Source passage
++++

2 RELATED RESEARCH
Traditional methods for predicting heart disease often
rely on the experience of doctors and manual analysis,
limited by human cognitive ability and information
processing speed, which can easily lead to subjective
biases and misjudgments. With the rapid
advancement of technology and the era, people are
increasingly realizing the advantages of integrating
artificial intelligence and machine learning models
into heart disease prediction. Weng et al. pointed out
in a prospective cohort study on predicting
cardiovascular disease that machine learning
algorithms significantly improved the prediction of
cardiovascular disease, confirming the effectiveness
and feasibility of machine learning techniques in
cardiovascular disease prediction (Weng , 2017).
For example, Li Linghai compared the
effectiveness of traditional feature extraction
algorithms and deep learning methods in the
classification of echocardiograms, finding that deep
learning significantly improved the classification
accuracy, especially in the classification of heart
disease (Li,2017 ) .Cheng Z. and other scholars
integrated Random Forest with SHAP for heart
disease prediction, and found that it can predict heart
disease more accurately (Cheng, 2023). Liu Yunlong
and other scholars conducted feature selection
research on heart disease prediction based on GBM,
and found that this method can effectively improve
the efficiency of medical diagnosis (Liu, 2023 ).
Shafiey M G and other scholars introduced an
efficient hybrid genetic algorithm and particle swarm
optimization method based on Random Forest to
optimize the feature extraction process, in order to
select key features that enhance the accuracy of heart
disease diagnosis (Shafiey, 2022 ).

++++

Given information
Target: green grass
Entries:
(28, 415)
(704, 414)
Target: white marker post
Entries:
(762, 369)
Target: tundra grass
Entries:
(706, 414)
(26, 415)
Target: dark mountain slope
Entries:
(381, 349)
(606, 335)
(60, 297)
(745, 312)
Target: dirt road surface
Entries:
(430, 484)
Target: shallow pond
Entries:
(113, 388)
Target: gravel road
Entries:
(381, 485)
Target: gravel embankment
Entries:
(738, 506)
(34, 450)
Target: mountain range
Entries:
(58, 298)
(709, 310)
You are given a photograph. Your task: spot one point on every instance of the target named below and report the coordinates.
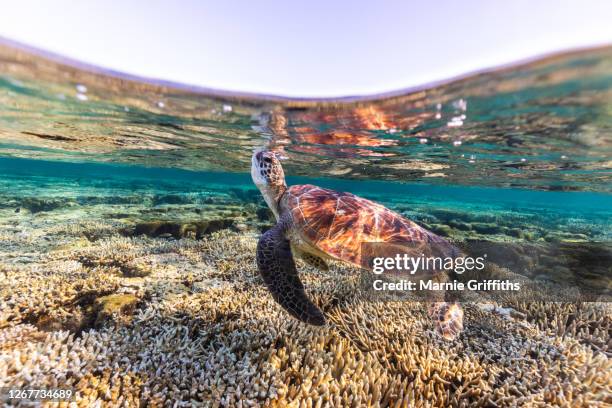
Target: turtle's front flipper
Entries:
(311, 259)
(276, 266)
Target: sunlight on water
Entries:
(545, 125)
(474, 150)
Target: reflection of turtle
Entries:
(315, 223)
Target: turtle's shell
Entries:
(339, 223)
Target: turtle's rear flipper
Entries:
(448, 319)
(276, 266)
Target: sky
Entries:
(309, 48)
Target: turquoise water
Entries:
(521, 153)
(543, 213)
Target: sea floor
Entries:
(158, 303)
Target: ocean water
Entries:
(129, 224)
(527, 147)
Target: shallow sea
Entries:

++++

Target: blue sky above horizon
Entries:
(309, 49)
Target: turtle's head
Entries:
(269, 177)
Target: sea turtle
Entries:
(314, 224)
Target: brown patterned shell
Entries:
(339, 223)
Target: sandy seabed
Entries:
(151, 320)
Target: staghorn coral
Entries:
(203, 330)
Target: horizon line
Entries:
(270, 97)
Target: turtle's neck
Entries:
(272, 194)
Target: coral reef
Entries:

++++

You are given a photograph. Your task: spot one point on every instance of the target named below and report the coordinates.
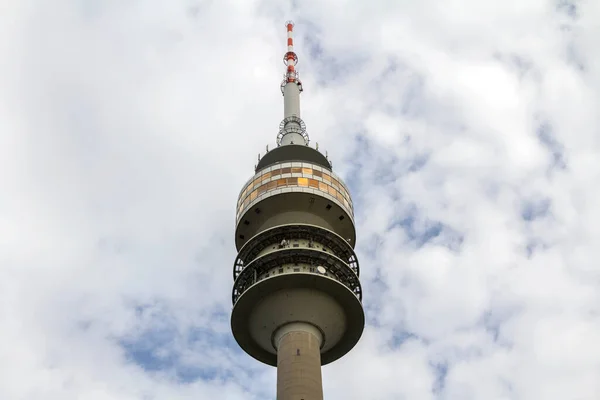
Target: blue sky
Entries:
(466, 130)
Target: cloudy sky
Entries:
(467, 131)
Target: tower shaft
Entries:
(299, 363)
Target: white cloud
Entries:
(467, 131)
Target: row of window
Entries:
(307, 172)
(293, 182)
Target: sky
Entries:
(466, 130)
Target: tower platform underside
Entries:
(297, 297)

++++

To do
According to the related-research passage, why are traditional methods for predicting heart disease prone to subjective biases and misjudgments? Answer in one to three sentences.

Response
Traditional methods rely on doctors' experience and manual analysis. They are therefore limited by human cognitive ability and information processing speed, which can easily lead to subjective biases and misjudgments.